WRITTEN EXERCISE A: List every paragraph number that appears in square brackets in the court excerpt.

SUPPLIED TEXT:
[42] In the present case the intention of the Crown is to introduce the video recordings of the two interviews in effect as the evidence in chief of the child. It is proposed that there will be some additional evidence led from him to clarify certain aspects of the records of interview but the additional material will be limited in scope. J will then be made available for cross-examination. The intention of the Crown is said to be to limit the stress or trauma likely to be suffered by J when giving his evidence.
[43] The issue for determination is whether there exists a basis upon which the Crown can proceed as it desires. In seeking the admission of the evidence the Crown relied upon the provisions of s 26E of the Evidence Act. It was submitted that each record of interview was a child's statement to another person and was admissible as an exception to the hearsay rule.
[44] The submission is, in my opinion, misconceived. The provisions for taking pre-recorded evidence and the receipt of that evidence are found in s 21B of the Act which is in a part of the Act dealing with the manner in which vulnerable witnesses may give evidence. Section 26E has a quite different purpose. It is found in a part of the Act dealing with miscellaneous rules of evidence. It is a provision directed towards providing a specific exception to the rule against hearsay evidence. The purpose of that provision is to allow the receipt of evidence that would either be inadmissible or admissible for a limited purpose because of the rule against hearsay. The section allows such evidence to be received and to be received as evidence of the facts in issue.

RECORDS SUPPLIED:
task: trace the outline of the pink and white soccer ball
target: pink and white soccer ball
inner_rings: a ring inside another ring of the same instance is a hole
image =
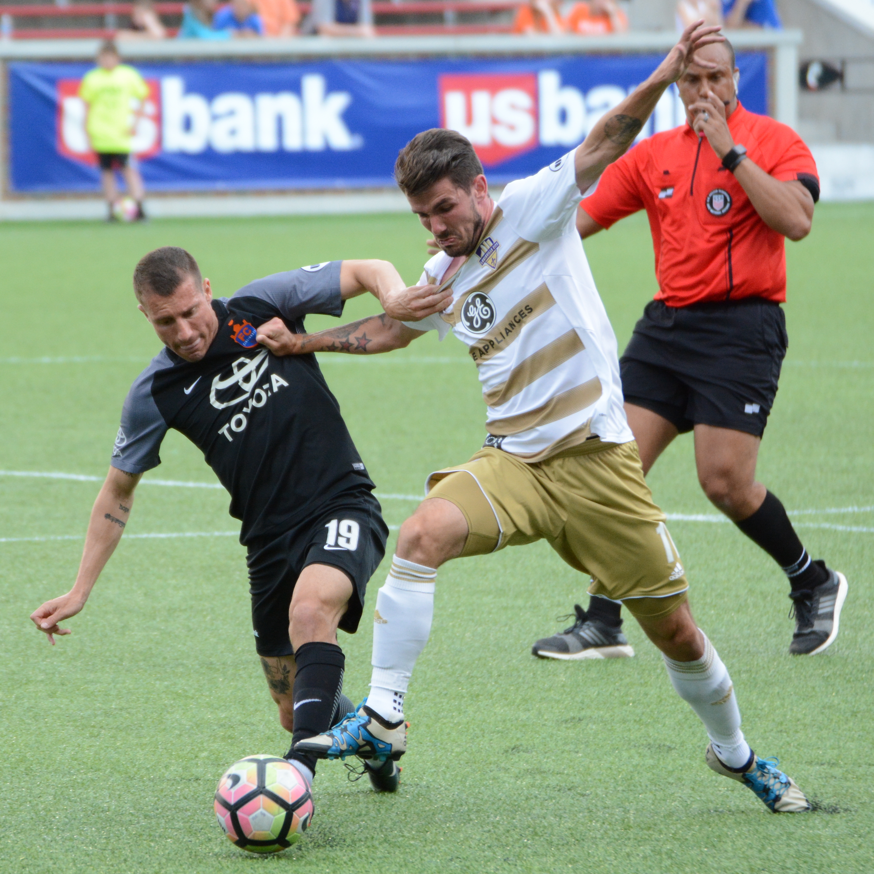
[[[112,213],[119,221],[136,221],[139,207],[133,198],[122,198],[113,204]]]
[[[278,853],[300,840],[313,815],[300,772],[284,759],[249,756],[222,775],[213,804],[219,825],[241,850]]]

WRITTEN EXERCISE B: Rewrite every line of the soccer ball entry, requests included. Multiply each polygon coordinate by 0.95 and round to whole numbers, with halves going up. Leave the picture out.

COMPLETE OUTPUT A: 42, 43, 44

COMPLETE OUTPUT B:
task: trace the outline of the pink and white soccer ball
target: pink and white soccer ball
inner_rings: a ring inside another ring of the same instance is a hole
image =
[[[106,202],[113,210],[129,210],[132,197],[126,188],[116,188],[107,194]]]
[[[264,810],[285,798],[297,774],[285,733],[270,721],[237,718],[211,736],[202,764],[208,784],[229,808]]]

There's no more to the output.